# Task:
Give back, unchanged, the line containing "If you could point to the patterned" and every line after it up to the end of the listing.

# Task material:
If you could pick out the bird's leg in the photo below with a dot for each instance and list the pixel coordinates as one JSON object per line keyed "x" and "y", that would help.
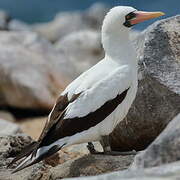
{"x": 105, "y": 143}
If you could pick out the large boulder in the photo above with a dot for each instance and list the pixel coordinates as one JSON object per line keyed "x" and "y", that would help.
{"x": 81, "y": 54}
{"x": 165, "y": 149}
{"x": 167, "y": 172}
{"x": 32, "y": 71}
{"x": 90, "y": 165}
{"x": 66, "y": 22}
{"x": 158, "y": 96}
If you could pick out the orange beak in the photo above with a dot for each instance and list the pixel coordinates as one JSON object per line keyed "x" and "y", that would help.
{"x": 143, "y": 16}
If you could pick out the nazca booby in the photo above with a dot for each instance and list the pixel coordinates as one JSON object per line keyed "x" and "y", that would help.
{"x": 94, "y": 103}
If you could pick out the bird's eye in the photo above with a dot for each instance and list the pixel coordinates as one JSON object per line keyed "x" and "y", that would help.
{"x": 130, "y": 16}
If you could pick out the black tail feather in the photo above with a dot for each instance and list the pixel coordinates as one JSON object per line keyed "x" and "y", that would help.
{"x": 24, "y": 153}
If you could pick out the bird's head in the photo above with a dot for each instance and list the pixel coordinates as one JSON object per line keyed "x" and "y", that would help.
{"x": 124, "y": 17}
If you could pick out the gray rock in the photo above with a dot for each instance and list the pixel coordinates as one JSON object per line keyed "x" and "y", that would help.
{"x": 164, "y": 149}
{"x": 83, "y": 49}
{"x": 67, "y": 22}
{"x": 8, "y": 128}
{"x": 158, "y": 96}
{"x": 167, "y": 172}
{"x": 4, "y": 19}
{"x": 9, "y": 147}
{"x": 90, "y": 165}
{"x": 32, "y": 72}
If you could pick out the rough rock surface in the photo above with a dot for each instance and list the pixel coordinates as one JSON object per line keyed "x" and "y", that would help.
{"x": 164, "y": 149}
{"x": 167, "y": 172}
{"x": 158, "y": 96}
{"x": 32, "y": 72}
{"x": 79, "y": 165}
{"x": 90, "y": 165}
{"x": 67, "y": 22}
{"x": 8, "y": 128}
{"x": 83, "y": 49}
{"x": 9, "y": 147}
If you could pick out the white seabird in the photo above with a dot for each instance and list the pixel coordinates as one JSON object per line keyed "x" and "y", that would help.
{"x": 94, "y": 103}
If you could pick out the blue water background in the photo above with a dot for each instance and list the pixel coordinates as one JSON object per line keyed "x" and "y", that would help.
{"x": 32, "y": 11}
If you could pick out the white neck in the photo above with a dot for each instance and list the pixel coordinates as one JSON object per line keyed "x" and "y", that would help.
{"x": 118, "y": 47}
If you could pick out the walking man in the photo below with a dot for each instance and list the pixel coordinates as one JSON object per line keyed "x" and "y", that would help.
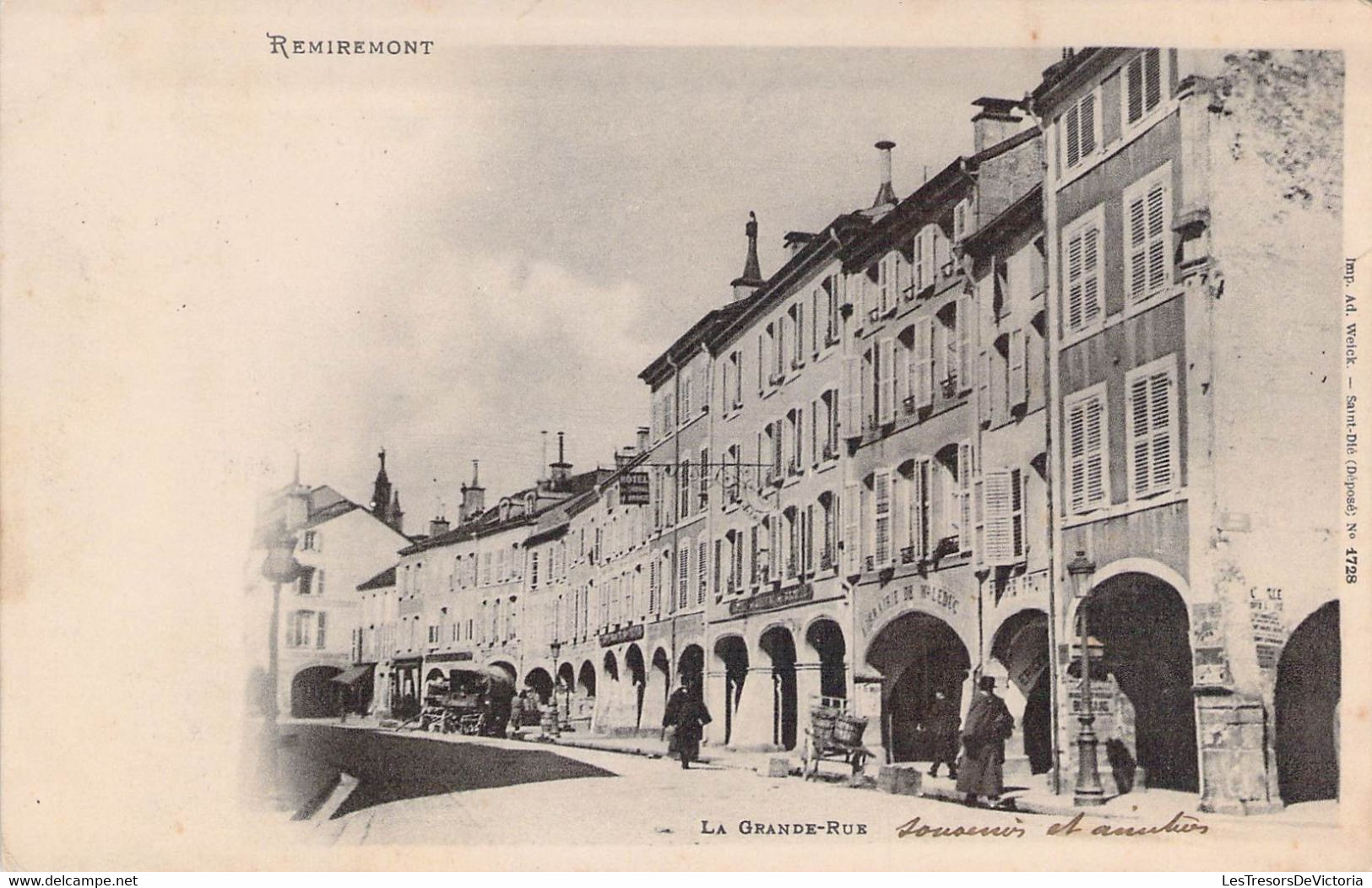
{"x": 984, "y": 737}
{"x": 686, "y": 715}
{"x": 941, "y": 728}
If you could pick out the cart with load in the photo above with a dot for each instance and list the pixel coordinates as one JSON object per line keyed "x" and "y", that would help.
{"x": 834, "y": 734}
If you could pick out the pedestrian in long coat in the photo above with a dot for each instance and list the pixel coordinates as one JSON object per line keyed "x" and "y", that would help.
{"x": 990, "y": 723}
{"x": 686, "y": 715}
{"x": 940, "y": 725}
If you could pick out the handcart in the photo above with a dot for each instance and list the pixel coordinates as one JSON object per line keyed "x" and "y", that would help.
{"x": 834, "y": 734}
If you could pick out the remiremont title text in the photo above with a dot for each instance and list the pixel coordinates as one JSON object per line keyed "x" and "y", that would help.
{"x": 285, "y": 47}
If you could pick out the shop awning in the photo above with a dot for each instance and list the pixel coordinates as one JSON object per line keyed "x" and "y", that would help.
{"x": 353, "y": 674}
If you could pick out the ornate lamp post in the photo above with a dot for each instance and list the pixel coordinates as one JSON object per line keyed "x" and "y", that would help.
{"x": 1088, "y": 791}
{"x": 280, "y": 567}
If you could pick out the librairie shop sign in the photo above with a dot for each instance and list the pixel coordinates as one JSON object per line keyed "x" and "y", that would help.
{"x": 928, "y": 598}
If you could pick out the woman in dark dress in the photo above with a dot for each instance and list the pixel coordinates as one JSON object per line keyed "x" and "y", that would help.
{"x": 686, "y": 715}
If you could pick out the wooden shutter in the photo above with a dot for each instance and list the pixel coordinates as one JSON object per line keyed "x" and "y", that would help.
{"x": 996, "y": 491}
{"x": 887, "y": 381}
{"x": 924, "y": 371}
{"x": 965, "y": 342}
{"x": 1152, "y": 434}
{"x": 881, "y": 517}
{"x": 851, "y": 414}
{"x": 1018, "y": 375}
{"x": 965, "y": 495}
{"x": 851, "y": 512}
{"x": 1087, "y": 458}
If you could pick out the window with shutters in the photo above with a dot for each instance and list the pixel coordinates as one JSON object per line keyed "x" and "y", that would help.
{"x": 849, "y": 511}
{"x": 1017, "y": 375}
{"x": 1147, "y": 235}
{"x": 1082, "y": 291}
{"x": 1143, "y": 87}
{"x": 881, "y": 497}
{"x": 1002, "y": 490}
{"x": 702, "y": 572}
{"x": 1152, "y": 429}
{"x": 919, "y": 502}
{"x": 922, "y": 363}
{"x": 1088, "y": 480}
{"x": 1079, "y": 131}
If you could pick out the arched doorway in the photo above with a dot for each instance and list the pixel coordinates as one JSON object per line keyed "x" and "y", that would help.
{"x": 586, "y": 681}
{"x": 1021, "y": 646}
{"x": 1308, "y": 710}
{"x": 691, "y": 668}
{"x": 827, "y": 638}
{"x": 1145, "y": 631}
{"x": 313, "y": 695}
{"x": 779, "y": 647}
{"x": 917, "y": 655}
{"x": 541, "y": 684}
{"x": 637, "y": 675}
{"x": 733, "y": 652}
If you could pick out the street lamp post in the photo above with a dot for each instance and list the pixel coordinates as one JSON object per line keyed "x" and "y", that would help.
{"x": 1088, "y": 791}
{"x": 280, "y": 567}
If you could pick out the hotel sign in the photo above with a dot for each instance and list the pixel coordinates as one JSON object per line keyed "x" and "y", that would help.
{"x": 632, "y": 489}
{"x": 454, "y": 657}
{"x": 772, "y": 600}
{"x": 621, "y": 636}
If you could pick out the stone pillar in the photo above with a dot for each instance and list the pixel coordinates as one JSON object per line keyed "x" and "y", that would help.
{"x": 1234, "y": 774}
{"x": 753, "y": 721}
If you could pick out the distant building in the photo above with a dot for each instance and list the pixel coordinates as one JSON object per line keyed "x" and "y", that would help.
{"x": 339, "y": 544}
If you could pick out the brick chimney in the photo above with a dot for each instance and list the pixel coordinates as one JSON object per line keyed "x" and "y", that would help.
{"x": 560, "y": 471}
{"x": 474, "y": 495}
{"x": 994, "y": 122}
{"x": 885, "y": 194}
{"x": 752, "y": 278}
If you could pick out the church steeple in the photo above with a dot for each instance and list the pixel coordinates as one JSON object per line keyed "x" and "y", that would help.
{"x": 382, "y": 490}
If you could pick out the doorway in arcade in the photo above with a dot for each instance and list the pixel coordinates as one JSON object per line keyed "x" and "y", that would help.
{"x": 1148, "y": 732}
{"x": 1021, "y": 647}
{"x": 917, "y": 655}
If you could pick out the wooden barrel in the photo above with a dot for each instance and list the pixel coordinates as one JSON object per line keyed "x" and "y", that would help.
{"x": 849, "y": 730}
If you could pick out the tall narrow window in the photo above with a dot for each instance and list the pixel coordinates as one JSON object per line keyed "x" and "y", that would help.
{"x": 1082, "y": 261}
{"x": 1077, "y": 131}
{"x": 1087, "y": 449}
{"x": 1146, "y": 230}
{"x": 1152, "y": 429}
{"x": 1143, "y": 85}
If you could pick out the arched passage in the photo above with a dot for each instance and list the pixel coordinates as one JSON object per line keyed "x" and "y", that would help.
{"x": 1021, "y": 646}
{"x": 1145, "y": 631}
{"x": 691, "y": 668}
{"x": 586, "y": 680}
{"x": 827, "y": 640}
{"x": 778, "y": 644}
{"x": 541, "y": 684}
{"x": 637, "y": 677}
{"x": 313, "y": 693}
{"x": 1308, "y": 710}
{"x": 731, "y": 652}
{"x": 917, "y": 655}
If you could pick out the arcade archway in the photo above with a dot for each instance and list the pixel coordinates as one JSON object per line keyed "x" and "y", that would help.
{"x": 637, "y": 677}
{"x": 691, "y": 668}
{"x": 778, "y": 644}
{"x": 827, "y": 640}
{"x": 313, "y": 695}
{"x": 1145, "y": 631}
{"x": 1308, "y": 710}
{"x": 917, "y": 655}
{"x": 541, "y": 684}
{"x": 1021, "y": 646}
{"x": 731, "y": 652}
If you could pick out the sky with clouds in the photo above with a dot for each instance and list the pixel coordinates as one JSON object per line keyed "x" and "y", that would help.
{"x": 500, "y": 246}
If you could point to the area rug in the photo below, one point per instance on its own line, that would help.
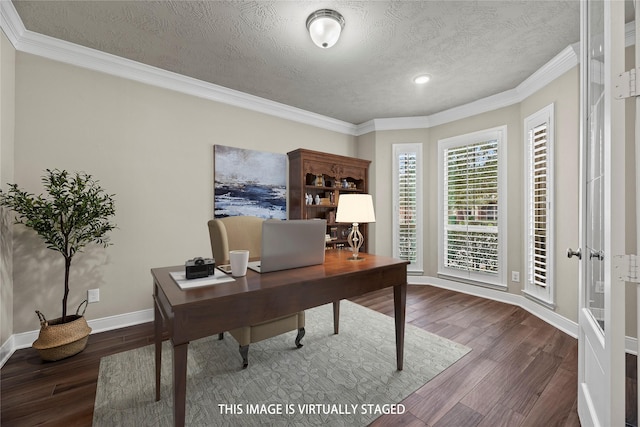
(348, 379)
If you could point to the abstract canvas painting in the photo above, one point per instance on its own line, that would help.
(249, 182)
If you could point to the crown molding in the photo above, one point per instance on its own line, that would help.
(37, 44)
(560, 64)
(27, 41)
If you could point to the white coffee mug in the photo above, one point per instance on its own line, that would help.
(239, 260)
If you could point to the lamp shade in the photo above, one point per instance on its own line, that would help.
(324, 27)
(355, 208)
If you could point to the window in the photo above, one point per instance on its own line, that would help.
(538, 212)
(407, 205)
(471, 207)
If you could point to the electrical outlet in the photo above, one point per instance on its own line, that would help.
(599, 287)
(515, 276)
(93, 295)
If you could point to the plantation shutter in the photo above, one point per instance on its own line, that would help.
(538, 202)
(538, 213)
(471, 208)
(407, 207)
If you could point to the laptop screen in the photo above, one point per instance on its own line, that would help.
(291, 244)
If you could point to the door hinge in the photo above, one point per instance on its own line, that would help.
(627, 84)
(627, 268)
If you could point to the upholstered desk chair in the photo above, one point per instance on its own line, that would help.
(245, 232)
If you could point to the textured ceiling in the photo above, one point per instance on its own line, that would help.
(472, 49)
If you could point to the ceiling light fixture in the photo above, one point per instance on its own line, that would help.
(325, 26)
(421, 79)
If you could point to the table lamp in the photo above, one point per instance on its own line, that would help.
(356, 209)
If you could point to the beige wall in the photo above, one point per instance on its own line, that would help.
(7, 101)
(153, 148)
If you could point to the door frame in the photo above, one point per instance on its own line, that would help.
(601, 356)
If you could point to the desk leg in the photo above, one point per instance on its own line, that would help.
(399, 304)
(157, 324)
(179, 383)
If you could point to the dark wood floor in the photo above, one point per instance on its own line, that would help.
(521, 371)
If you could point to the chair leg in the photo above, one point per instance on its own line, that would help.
(244, 352)
(301, 333)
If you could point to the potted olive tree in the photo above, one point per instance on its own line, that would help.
(75, 212)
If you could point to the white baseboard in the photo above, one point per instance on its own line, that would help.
(26, 339)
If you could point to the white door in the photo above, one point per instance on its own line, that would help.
(601, 358)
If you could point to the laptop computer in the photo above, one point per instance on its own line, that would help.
(291, 244)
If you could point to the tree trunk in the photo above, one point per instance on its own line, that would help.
(67, 266)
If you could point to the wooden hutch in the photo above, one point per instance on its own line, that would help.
(316, 181)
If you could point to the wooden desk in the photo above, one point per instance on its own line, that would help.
(199, 312)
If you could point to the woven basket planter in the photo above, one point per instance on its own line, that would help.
(59, 340)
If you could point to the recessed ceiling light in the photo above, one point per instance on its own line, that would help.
(421, 79)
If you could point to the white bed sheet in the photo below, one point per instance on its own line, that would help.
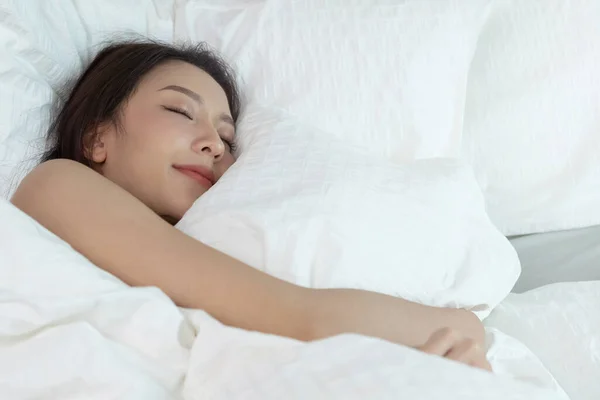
(564, 256)
(72, 331)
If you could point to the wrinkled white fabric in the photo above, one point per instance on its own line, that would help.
(70, 330)
(314, 210)
(532, 115)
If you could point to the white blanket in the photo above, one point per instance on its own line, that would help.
(69, 330)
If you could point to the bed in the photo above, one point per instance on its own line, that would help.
(435, 131)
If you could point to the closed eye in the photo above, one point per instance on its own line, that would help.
(179, 111)
(230, 144)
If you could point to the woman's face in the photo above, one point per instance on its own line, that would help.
(174, 141)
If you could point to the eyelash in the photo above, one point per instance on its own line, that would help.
(179, 111)
(232, 146)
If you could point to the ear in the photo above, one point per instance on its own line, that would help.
(95, 145)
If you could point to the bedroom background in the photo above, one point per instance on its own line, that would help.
(442, 126)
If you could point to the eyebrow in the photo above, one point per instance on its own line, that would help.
(197, 98)
(190, 93)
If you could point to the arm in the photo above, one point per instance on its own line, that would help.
(92, 214)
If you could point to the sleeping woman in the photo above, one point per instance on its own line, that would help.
(146, 130)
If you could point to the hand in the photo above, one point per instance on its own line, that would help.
(450, 343)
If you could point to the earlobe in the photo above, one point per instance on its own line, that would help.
(95, 148)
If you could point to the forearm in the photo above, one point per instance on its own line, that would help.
(343, 310)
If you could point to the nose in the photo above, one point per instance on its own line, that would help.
(208, 142)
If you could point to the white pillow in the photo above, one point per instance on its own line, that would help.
(532, 120)
(44, 44)
(319, 212)
(387, 75)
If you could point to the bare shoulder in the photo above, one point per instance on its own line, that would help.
(51, 181)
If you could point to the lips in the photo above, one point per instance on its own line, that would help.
(201, 175)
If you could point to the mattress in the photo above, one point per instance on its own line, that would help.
(563, 256)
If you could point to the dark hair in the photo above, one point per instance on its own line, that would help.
(109, 81)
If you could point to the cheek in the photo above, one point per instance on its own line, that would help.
(226, 162)
(155, 135)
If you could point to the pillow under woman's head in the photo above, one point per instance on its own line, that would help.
(317, 211)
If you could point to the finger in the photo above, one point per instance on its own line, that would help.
(469, 352)
(441, 341)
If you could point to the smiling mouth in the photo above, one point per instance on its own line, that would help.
(204, 178)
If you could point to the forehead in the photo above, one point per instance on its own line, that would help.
(188, 76)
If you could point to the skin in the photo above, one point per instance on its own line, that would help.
(135, 190)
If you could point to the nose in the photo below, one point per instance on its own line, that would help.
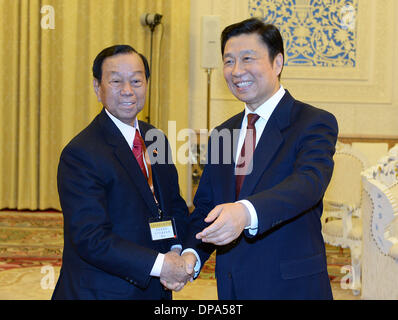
(127, 89)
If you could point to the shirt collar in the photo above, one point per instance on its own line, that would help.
(127, 131)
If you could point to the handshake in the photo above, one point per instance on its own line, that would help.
(177, 270)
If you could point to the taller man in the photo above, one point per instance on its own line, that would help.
(264, 215)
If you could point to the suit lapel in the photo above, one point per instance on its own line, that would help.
(125, 156)
(269, 143)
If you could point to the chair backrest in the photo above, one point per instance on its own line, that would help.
(381, 183)
(346, 185)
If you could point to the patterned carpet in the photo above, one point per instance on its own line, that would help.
(33, 241)
(30, 239)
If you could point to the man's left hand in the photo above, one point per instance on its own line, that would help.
(229, 220)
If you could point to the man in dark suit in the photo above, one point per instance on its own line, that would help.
(267, 230)
(110, 195)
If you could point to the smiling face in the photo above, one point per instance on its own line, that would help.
(248, 71)
(123, 86)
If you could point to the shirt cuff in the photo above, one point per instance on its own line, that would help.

# Answer box:
If you could point to the patterned carpet in the photo above, one point per instance on its own line, that would help.
(33, 241)
(30, 239)
If you could point to the man's left hand in the photo above, one point per instance on its own line, that would help.
(229, 220)
If you could point to the man in dark suit in the photo above, one point per instance on its own line, that would help.
(267, 230)
(110, 195)
If you could point to the smiling face in the photo above, one point per instance on its own line, that would help.
(248, 71)
(123, 86)
If you could point to the shirt cuff in the photo above, one point per instance on its own line, that would help.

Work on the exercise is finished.